— START —
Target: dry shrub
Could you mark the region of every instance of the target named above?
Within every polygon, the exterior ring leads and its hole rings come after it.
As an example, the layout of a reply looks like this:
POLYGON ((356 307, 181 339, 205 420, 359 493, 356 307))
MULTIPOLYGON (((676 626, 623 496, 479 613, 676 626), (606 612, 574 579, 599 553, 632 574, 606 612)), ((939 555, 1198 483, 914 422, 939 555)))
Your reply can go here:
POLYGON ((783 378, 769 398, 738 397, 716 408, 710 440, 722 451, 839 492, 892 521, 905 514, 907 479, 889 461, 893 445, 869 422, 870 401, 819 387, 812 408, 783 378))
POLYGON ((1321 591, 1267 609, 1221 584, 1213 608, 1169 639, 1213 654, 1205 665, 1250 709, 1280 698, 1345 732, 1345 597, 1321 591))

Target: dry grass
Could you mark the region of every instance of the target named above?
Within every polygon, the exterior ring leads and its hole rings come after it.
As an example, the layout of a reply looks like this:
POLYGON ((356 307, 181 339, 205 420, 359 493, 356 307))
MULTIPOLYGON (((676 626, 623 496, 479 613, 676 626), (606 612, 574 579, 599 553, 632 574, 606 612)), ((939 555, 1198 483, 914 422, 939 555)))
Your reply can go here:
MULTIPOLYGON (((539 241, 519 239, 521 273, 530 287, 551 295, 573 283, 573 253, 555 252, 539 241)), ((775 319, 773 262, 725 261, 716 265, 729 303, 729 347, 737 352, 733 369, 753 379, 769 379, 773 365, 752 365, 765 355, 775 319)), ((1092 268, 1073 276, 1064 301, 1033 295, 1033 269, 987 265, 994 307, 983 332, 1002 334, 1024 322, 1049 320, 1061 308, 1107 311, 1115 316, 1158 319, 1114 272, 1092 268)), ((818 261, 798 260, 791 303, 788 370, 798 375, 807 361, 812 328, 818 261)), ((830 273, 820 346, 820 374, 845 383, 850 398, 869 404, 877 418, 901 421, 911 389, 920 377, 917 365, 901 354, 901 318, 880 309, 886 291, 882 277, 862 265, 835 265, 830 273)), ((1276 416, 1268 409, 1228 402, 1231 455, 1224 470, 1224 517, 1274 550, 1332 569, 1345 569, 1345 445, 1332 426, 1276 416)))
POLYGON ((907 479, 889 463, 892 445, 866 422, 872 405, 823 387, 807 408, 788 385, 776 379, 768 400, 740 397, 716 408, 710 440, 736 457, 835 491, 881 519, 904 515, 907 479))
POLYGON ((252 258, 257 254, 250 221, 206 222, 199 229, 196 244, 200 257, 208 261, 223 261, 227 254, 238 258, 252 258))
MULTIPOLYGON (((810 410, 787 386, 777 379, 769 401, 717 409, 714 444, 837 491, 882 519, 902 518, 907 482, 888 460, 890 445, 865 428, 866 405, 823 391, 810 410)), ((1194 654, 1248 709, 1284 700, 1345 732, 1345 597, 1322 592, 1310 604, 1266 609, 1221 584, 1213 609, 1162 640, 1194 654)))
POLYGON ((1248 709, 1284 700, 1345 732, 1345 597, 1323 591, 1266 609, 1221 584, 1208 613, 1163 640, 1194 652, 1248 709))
— END —
§ **Short problem**: Reproduce every line of the data above word for word, leaving nothing out and changing nothing.

§ **Result for this task**:
Target: dry shrub
Could you mark the region of every instance of the target named above?
Within every polygon, the exterior ring leads and its hole rings come after it.
As an example, the layout of a reply looks like this:
POLYGON ((356 307, 181 339, 205 420, 359 493, 356 307))
MULTIPOLYGON (((676 626, 623 496, 479 613, 676 626), (606 612, 574 579, 599 553, 632 574, 606 612)), ((939 555, 1198 483, 914 422, 939 555)))
Your reply can go here:
POLYGON ((783 378, 769 398, 738 397, 716 408, 710 440, 722 451, 839 492, 892 521, 905 514, 907 479, 889 461, 893 445, 869 422, 870 401, 819 387, 812 408, 783 378))
POLYGON ((1321 591, 1267 609, 1221 584, 1213 608, 1169 639, 1213 654, 1205 665, 1250 709, 1280 698, 1345 732, 1345 597, 1321 591))

Target: dry grass
Could you mark the region of every instance of the target named above?
Within every polygon, the exterior ring leads and its hole rings come after it.
As an example, the layout of a reply looks like this:
POLYGON ((356 307, 181 339, 205 420, 359 493, 356 307))
MULTIPOLYGON (((676 626, 623 496, 479 613, 676 626), (606 612, 574 579, 599 553, 632 574, 606 612)), ((939 555, 1198 483, 914 422, 939 555)))
Your reply can go here:
MULTIPOLYGON (((539 241, 519 239, 521 273, 530 287, 551 295, 573 283, 573 253, 555 252, 539 241)), ((775 319, 773 262, 725 261, 716 265, 729 303, 729 347, 737 352, 733 369, 753 379, 769 379, 773 365, 752 365, 765 355, 775 319)), ((1092 268, 1073 276, 1064 301, 1033 295, 1033 269, 987 265, 994 307, 983 332, 1002 334, 1024 322, 1049 320, 1061 308, 1107 311, 1115 316, 1158 319, 1114 272, 1092 268)), ((818 261, 798 260, 791 303, 788 370, 798 375, 807 361, 812 328, 818 261)), ((830 273, 820 346, 820 374, 845 383, 850 398, 869 404, 877 418, 901 421, 911 389, 920 377, 917 365, 901 354, 901 318, 880 309, 886 291, 882 277, 862 265, 835 265, 830 273)), ((1276 416, 1268 409, 1228 402, 1231 455, 1224 470, 1224 517, 1274 550, 1332 569, 1345 569, 1345 445, 1332 426, 1276 416)))
POLYGON ((907 479, 889 463, 892 445, 866 422, 872 405, 823 387, 807 408, 788 385, 776 379, 768 400, 740 397, 716 408, 710 440, 736 457, 835 491, 881 519, 904 515, 907 479))
POLYGON ((252 258, 257 254, 250 221, 206 222, 199 229, 196 244, 200 257, 208 261, 223 261, 227 254, 238 258, 252 258))
MULTIPOLYGON (((810 410, 787 386, 777 379, 769 401, 717 409, 714 444, 837 491, 882 519, 902 518, 907 482, 888 460, 890 445, 865 428, 866 405, 823 391, 810 410)), ((1194 654, 1248 709, 1284 700, 1345 732, 1345 597, 1322 592, 1310 604, 1266 609, 1221 584, 1213 609, 1162 640, 1194 654)))
POLYGON ((1248 709, 1284 700, 1345 732, 1345 597, 1323 591, 1266 609, 1221 584, 1208 613, 1163 640, 1194 652, 1248 709))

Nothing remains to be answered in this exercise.